### The task
Render every line of the data below as a numbered list, skipping blank lines and leaving out the pictures.

-------- Given records --------

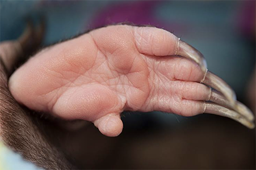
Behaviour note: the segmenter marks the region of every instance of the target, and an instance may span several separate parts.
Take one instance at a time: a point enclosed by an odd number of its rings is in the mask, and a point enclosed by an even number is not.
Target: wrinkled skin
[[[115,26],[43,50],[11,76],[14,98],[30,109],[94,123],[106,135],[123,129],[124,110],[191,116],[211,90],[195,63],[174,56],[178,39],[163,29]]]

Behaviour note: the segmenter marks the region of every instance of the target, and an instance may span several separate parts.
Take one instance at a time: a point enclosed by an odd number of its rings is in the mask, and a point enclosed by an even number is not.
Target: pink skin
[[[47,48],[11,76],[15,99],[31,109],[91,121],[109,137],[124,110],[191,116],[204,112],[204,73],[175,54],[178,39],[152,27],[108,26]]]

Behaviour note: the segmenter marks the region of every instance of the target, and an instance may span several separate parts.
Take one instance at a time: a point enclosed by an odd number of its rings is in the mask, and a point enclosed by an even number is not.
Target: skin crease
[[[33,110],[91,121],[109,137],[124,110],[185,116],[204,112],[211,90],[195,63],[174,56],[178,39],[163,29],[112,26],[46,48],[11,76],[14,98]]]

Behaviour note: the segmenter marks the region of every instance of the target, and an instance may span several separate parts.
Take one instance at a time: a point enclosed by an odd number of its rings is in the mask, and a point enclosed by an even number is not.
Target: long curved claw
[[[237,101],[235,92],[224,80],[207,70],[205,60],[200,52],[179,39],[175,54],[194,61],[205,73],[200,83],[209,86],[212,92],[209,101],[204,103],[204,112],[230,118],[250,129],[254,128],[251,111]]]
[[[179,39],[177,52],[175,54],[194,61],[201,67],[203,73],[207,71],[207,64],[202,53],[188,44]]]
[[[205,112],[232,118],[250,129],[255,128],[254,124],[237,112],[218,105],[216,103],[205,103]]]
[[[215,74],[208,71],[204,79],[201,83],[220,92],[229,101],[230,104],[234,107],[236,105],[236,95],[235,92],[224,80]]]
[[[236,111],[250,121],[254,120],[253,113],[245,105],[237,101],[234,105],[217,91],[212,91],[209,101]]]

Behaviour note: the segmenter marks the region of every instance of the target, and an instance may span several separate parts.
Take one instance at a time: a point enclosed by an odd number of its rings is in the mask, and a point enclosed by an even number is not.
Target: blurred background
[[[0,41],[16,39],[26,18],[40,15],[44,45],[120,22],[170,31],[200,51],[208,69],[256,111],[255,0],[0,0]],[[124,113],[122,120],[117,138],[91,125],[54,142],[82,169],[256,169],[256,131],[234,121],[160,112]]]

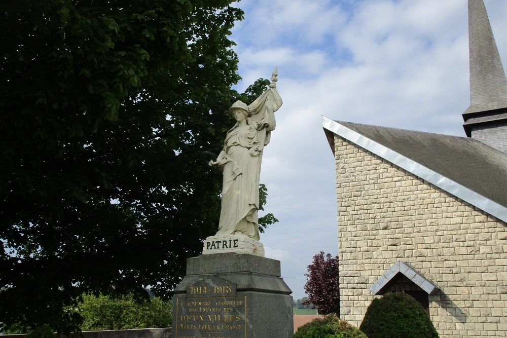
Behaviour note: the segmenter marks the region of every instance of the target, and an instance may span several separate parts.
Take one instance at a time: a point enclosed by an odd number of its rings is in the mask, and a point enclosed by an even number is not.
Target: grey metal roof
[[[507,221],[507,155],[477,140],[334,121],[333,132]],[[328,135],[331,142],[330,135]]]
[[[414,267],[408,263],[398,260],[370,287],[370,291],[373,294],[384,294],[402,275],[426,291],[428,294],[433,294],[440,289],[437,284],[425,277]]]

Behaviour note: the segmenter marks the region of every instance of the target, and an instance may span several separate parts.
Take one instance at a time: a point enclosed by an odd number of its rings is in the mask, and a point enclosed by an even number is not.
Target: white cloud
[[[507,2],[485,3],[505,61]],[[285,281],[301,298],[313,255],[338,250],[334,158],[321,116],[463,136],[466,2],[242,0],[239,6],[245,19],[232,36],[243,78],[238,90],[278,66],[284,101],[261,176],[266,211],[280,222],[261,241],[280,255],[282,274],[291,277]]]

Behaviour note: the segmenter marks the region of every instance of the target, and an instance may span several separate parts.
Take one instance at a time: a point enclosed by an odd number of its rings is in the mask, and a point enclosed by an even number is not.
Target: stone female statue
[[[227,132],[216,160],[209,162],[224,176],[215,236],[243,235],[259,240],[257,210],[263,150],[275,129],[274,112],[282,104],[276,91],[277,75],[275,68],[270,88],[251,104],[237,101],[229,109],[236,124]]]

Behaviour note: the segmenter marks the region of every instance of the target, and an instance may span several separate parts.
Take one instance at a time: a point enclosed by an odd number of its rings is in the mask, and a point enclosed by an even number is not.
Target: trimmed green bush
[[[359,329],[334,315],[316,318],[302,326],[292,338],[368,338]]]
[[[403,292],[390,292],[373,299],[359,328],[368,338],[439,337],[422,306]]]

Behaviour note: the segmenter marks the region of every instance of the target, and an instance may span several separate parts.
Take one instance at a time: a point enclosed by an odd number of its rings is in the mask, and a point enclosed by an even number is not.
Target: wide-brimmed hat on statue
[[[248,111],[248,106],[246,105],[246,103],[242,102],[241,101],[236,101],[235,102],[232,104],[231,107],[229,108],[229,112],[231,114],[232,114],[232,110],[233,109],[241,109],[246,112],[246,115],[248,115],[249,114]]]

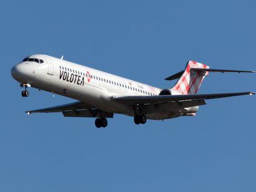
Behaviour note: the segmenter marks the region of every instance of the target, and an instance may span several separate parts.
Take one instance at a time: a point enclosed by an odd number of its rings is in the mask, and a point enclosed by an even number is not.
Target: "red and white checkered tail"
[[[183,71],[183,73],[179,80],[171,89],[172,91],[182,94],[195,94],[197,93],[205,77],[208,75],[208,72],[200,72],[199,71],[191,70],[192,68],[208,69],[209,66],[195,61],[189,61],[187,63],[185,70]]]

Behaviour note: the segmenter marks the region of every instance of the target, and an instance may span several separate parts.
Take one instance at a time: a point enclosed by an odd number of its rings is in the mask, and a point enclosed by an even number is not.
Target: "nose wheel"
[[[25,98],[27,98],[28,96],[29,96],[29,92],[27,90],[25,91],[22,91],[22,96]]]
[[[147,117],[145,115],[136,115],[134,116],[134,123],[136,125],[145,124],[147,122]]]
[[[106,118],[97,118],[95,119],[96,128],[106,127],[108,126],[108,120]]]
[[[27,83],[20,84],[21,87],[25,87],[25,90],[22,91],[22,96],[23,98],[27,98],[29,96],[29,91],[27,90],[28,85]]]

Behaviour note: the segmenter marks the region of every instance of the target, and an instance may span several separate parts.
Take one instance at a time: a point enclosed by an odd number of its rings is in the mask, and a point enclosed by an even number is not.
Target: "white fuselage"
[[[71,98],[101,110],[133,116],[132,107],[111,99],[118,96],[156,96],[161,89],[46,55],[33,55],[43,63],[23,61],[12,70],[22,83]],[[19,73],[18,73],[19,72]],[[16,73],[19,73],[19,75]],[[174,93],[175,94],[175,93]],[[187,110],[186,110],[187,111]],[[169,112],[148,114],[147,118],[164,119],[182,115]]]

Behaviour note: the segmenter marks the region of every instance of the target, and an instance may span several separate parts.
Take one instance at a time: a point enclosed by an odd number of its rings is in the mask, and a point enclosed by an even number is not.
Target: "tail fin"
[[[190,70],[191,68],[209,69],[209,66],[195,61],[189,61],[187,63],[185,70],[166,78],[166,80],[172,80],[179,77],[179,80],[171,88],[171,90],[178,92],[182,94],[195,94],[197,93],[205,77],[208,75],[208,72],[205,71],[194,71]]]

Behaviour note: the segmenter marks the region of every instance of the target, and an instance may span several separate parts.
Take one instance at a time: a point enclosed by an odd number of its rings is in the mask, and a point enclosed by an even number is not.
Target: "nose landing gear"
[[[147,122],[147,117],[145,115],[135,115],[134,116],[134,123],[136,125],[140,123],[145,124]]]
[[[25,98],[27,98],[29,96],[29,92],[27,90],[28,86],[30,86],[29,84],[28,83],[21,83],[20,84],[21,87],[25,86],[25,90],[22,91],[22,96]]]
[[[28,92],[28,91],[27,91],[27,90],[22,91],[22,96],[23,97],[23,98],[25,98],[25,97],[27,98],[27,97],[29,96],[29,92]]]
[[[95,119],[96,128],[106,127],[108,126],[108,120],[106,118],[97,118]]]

--------

### Task result
1. Behaviour note: the segmenter marks the region of every instance of the target, and an instance may span several separate parts.
2. Take one instance at a time: a point enclosed by an odd number of its rings is in the mask, and a point enclosed by an even number is not.
3. Target: wrinkled skin
4. [[[115,26],[43,50],[11,76],[14,98],[30,109],[94,123],[106,135],[123,129],[124,110],[191,116],[211,90],[195,63],[174,56],[178,39],[163,29]]]
5. Behaviour note: the segmenter marks the region of every instance of the target, and an instance may span several separate parts.
6. Take one instance at a time: a point enclosed by an odd number of its rings is in the mask, and a point enclosed by an even number is not.
7. Target: pink skin
8. [[[47,48],[11,76],[15,99],[31,109],[91,121],[109,137],[124,110],[191,116],[204,112],[204,73],[175,54],[178,39],[152,27],[108,26]]]
9. Behaviour note: the segmenter marks the region of every instance of the target, and an instance may span several separate parts.
10. Take one instance at a time: a point enclosed by an odd number of its rings is in the mask, and a point enclosed by an even number is not.
11. Target: skin crease
12. [[[33,110],[91,121],[109,137],[124,110],[185,116],[204,112],[211,90],[195,63],[174,56],[178,39],[163,29],[112,26],[46,48],[11,76],[14,98]]]
13. Behaviour note: the segmenter marks the region of every instance of the target, and an instance may span several separate parts.
14. Take one instance at a time: a point enclosed by an odd number of its rings is in the mask, and a point enclosed by an even number is not.
15. Target: long curved claw
16. [[[237,101],[235,92],[224,80],[207,70],[205,60],[200,52],[179,39],[175,54],[194,61],[205,73],[200,83],[209,86],[212,92],[209,101],[204,103],[204,112],[230,118],[250,129],[254,128],[251,111]]]
17. [[[179,39],[177,52],[175,54],[194,61],[201,67],[203,73],[207,71],[207,64],[202,53],[188,44]]]
18. [[[205,112],[232,118],[250,129],[255,128],[254,124],[237,112],[218,105],[216,103],[205,103]]]
19. [[[215,74],[208,71],[204,79],[201,83],[220,92],[229,101],[230,104],[234,107],[236,105],[236,95],[235,92],[224,80]]]
20. [[[236,111],[250,121],[254,120],[253,113],[245,105],[237,101],[234,105],[217,91],[212,91],[209,101]]]
21. Behaviour note: the segmenter marks the region of every instance of the target, and an instance may span several separate parts.
22. Take one instance at a time: a point enclosed by an odd number of its rings is in the mask, and a point enclosed by an even number is not.
23. Target: blurred background
24. [[[0,41],[16,39],[26,18],[40,15],[44,45],[120,22],[170,31],[200,51],[208,69],[256,111],[255,0],[0,0]],[[124,113],[122,120],[117,138],[91,125],[54,142],[82,169],[256,169],[256,131],[234,121],[160,112]]]
25. Behaviour note: the segmenter marks the region of every instance of the target, and an instance may span several separate parts.
26. Take one instance at a time: a point enclosed by an odd number of its rings is in the mask, and a point enclosed by an even number is not.
27. Target: grey metal roof
28. [[[507,221],[507,155],[477,140],[334,121],[333,132]],[[328,135],[331,142],[330,135]]]
29. [[[414,267],[408,263],[398,260],[370,287],[370,291],[373,294],[384,294],[402,275],[426,291],[428,294],[433,294],[440,289],[437,284],[425,277]]]
30. Behaviour note: the segmenter marks the region of every instance of the target, and an instance may span several separate parts.
31. Take one instance at a time: a point enclosed by an odd number of its rings is in the mask, and a point enclosed by an even number is not.
32. Target: white cloud
33. [[[507,2],[485,3],[505,61]],[[285,281],[301,298],[313,255],[338,250],[334,158],[321,116],[463,136],[466,2],[242,0],[239,6],[245,19],[232,36],[243,78],[238,90],[278,66],[284,101],[261,176],[266,211],[280,222],[261,241],[280,255],[282,274],[291,277]]]
34. Behaviour note: the segmenter marks the region of every instance of the target, and an instance may span several separate parts.
35. Take one instance at a time: a point enclosed by an odd number of its rings is in the mask, and a point enclosed by an even number is not.
36. Target: stone female statue
37. [[[227,132],[216,160],[209,162],[224,176],[215,236],[243,235],[259,240],[257,210],[263,150],[275,129],[274,112],[282,104],[276,91],[277,75],[275,68],[270,88],[251,104],[237,101],[229,109],[236,124]]]
38. Behaviour note: the segmenter marks the region of every instance of the target, and an instance may span several separate parts.
39. Take one instance at a time: a point enclosed by an odd number of its rings is in the mask, and a point enclosed by an even number is not.
40. Target: trimmed green bush
41. [[[359,329],[334,315],[316,318],[302,326],[292,338],[368,338]]]
42. [[[403,292],[390,292],[373,299],[359,328],[368,338],[439,337],[422,306]]]
43. Behaviour note: the segmenter marks the region of every instance of the target, and an instance may span several separate parts.
44. Take one instance at a time: a point enclosed by an odd number of its rings is in the mask, and a point enclosed by an even number is not.
45. Target: wide-brimmed hat on statue
46. [[[248,111],[248,106],[246,105],[246,103],[242,102],[241,101],[236,101],[235,102],[232,104],[231,107],[229,108],[229,112],[231,114],[232,114],[232,110],[233,109],[241,109],[246,112],[246,115],[248,115],[249,114]]]
47. Behaviour note: the segmenter marks the region of every instance of the target, and an instance may span several separate parts.
48. Take one instance at a time: a point enclosed by an odd number of its rings is in the mask, and a point enclosed by an even number is not.
49. Target: "red and white checkered tail"
50. [[[183,71],[183,73],[179,80],[171,89],[172,91],[182,94],[195,94],[197,93],[205,77],[208,75],[208,72],[200,72],[199,71],[191,70],[192,68],[208,69],[209,66],[195,61],[189,61],[187,63],[185,70]]]
51. Behaviour note: the segmenter marks the region of every instance of the target, and an instance may span several separate parts.
52. Take one instance at a time: a point enclosed by an odd number of its rings is in the mask, and a point enclosed by an even number is not.
53. Target: "nose wheel"
54. [[[25,98],[27,98],[28,96],[29,96],[29,92],[27,90],[25,91],[22,91],[22,96]]]
55. [[[147,117],[145,115],[136,115],[134,116],[134,123],[136,125],[145,124],[147,122]]]
56. [[[106,118],[97,118],[95,119],[96,128],[106,127],[108,126],[108,120]]]
57. [[[27,83],[20,84],[21,87],[25,87],[25,90],[22,91],[22,96],[23,98],[27,98],[29,96],[29,91],[27,90],[28,85]]]
58. Behaviour note: the segmenter marks the region of every instance of the target, and an instance may span several separate parts.
59. Take one instance at a time: a point enclosed by an odd number of its rings is in the mask, and a point enclosed by an even number is not.
60. Target: "white fuselage"
61. [[[71,98],[101,110],[133,116],[132,107],[111,99],[118,96],[156,96],[161,89],[46,55],[33,55],[43,63],[23,61],[12,70],[22,83]],[[19,73],[18,73],[19,72]],[[16,73],[19,73],[19,75]],[[174,93],[175,94],[175,93]],[[187,110],[186,110],[187,111]],[[169,112],[148,114],[147,118],[164,119],[182,115]]]
62. Behaviour note: the segmenter marks the region of every instance of the target, and an instance may span several separate parts.
63. Take one instance at a time: a point enclosed by an odd number of its rings is in the mask, and a point enclosed by an even number is not.
64. Target: "tail fin"
65. [[[190,70],[191,68],[209,69],[209,66],[195,61],[189,61],[187,63],[185,70],[166,78],[166,80],[172,80],[179,77],[179,80],[171,88],[171,90],[178,92],[182,94],[195,94],[197,93],[205,77],[208,75],[208,72],[205,71],[194,71]]]
66. Behaviour note: the segmenter marks the region of every instance of the target, and an instance may span several separate parts.
67. Take one instance at a time: a point enclosed by an odd number of its rings is in the mask, and a point enclosed by an even number is not.
68. Target: "nose landing gear"
69. [[[147,122],[147,117],[145,115],[135,115],[134,116],[134,123],[136,125],[140,123],[145,124]]]
70. [[[25,98],[27,98],[29,96],[29,92],[27,90],[28,86],[30,86],[29,84],[28,83],[21,83],[20,84],[21,87],[25,86],[25,90],[22,91],[22,96]]]
71. [[[28,92],[28,91],[27,91],[27,90],[22,91],[22,96],[23,97],[23,98],[25,98],[25,97],[27,98],[27,97],[29,96],[29,92]]]
72. [[[95,119],[96,128],[106,127],[108,126],[108,120],[106,118],[97,118]]]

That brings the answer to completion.